• Material supplied:
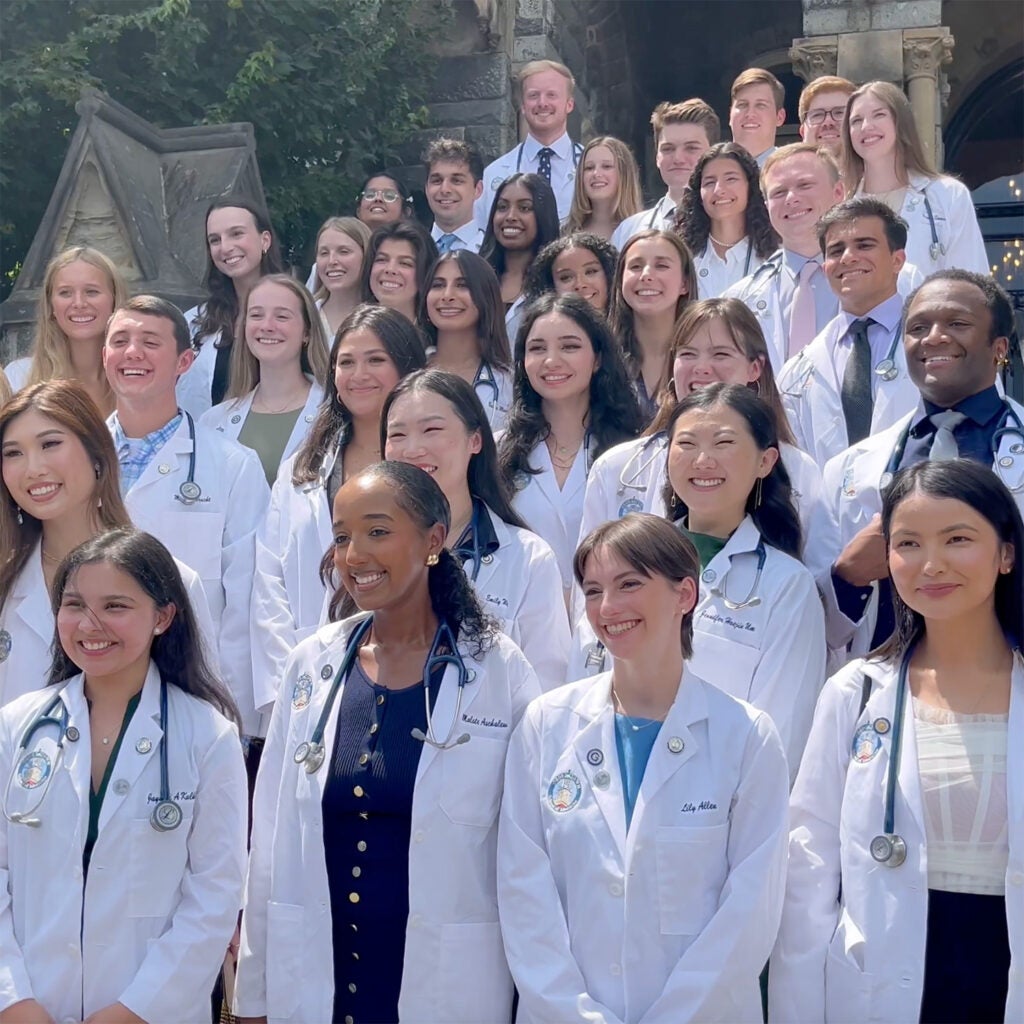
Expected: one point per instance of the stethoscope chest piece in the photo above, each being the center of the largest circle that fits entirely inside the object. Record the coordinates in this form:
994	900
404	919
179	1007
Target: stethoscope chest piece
889	850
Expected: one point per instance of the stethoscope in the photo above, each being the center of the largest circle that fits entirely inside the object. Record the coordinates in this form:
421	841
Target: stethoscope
1005	428
310	753
189	492
166	815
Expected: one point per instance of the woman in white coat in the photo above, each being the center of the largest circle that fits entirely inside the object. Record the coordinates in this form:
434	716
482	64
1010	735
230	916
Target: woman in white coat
641	857
435	421
905	894
372	892
241	249
59	485
572	401
759	612
715	341
883	156
375	347
463	316
276	375
123	836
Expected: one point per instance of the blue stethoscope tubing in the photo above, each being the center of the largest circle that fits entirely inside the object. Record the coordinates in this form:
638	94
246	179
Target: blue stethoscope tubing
310	753
166	815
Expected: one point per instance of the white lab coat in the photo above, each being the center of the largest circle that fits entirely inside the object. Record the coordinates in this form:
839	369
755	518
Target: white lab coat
851	946
771	654
761	293
853	481
812	390
216	536
228	418
642	463
28	621
152	927
454	967
671	920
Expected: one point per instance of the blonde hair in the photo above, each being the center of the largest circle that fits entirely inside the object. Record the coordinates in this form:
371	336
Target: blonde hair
351	226
628	196
910	156
50	355
827	83
245	367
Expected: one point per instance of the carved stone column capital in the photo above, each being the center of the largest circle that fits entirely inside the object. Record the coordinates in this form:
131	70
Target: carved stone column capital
926	51
814	56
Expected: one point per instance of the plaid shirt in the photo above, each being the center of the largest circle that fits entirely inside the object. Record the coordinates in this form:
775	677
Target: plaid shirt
134	454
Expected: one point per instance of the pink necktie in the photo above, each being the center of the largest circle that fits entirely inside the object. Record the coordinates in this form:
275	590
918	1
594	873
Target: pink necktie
802	315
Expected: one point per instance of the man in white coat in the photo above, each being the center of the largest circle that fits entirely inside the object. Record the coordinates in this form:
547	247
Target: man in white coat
545	100
851	381
955	339
200	494
683	133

• Directions for this task:
Take the listing above and print it exactly, apart from the pictures.

• Exercise result:
Expected: one point per instance of the stethoscope chest piece in the photo above, each being the center of the largest circle that fits entirely inside the object. Record the coordinates in this form:
994	900
404	919
179	1007
Target: stethoscope chest piece
889	850
Expected: one point per instance of the stethoscope in the photo above, each being the center of the largest circle that fits entirely inside the object. Record the coordinates in this form:
421	841
Target: stethoscope
1005	428
310	753
189	492
166	815
Expected: one point per instance of the woman in white coat in the photo above, each being the center of the largest circle that fits entirely inside the object. Record the coordinates in this form:
434	716
482	64
1010	735
230	916
Target: woman in white coat
641	857
435	421
905	894
372	892
241	249
59	485
572	401
759	612
715	341
883	156
375	347
463	316
276	375
123	836
Expected: one point per instance of the blue stethoscope tubing in the photo above, each being the center of the largest circle that fits entirely inside the object. Record the coordinates in this form:
638	94
246	179
Target: blue stethoscope tubing
310	753
166	815
Expected: one point per instance of the white lab coat in the photo above, each being the center of the largest circle that fits entirely inside the object. Record the coordinates in this form:
839	369
755	518
Target: white lab coat
851	946
771	654
761	293
853	481
812	390
216	536
228	418
642	463
28	621
152	927
454	967
671	920
Expected: one point per instance of the blonde hair in the photo above, each being the center of the largest circle that fits entirely inside the object. Record the coordinates in this form:
371	336
Target: blonde hair
351	226
628	196
910	156
50	355
827	83
245	367
Expected: one point per instance of the carved stone column capital in the photo above, each being the center of the largest circle that fits entirely inside the object. Record the coordinates in this form:
131	70
Target: carved stone column capital
926	51
814	56
Expected: one point per instance of the plaid shirt in the photo above, each being the center of the largest circle that fits entirely inside the object. Record the coordinates in this form:
775	677
Target: plaid shirt
134	454
Expected: one point per instance of the pink necktie in the photo above, each being the center of the largest circle that fits entirely inside the object. Record the coordinates in this form:
275	590
918	1
594	873
Target: pink necktie
802	315
Expected: one point per instance of the man in white coat in the photo above, each being the center of the largest circle that fits entirely inside the object. Record the coordinates in this form:
547	247
Target: man in white coat
545	100
851	381
955	339
200	494
683	133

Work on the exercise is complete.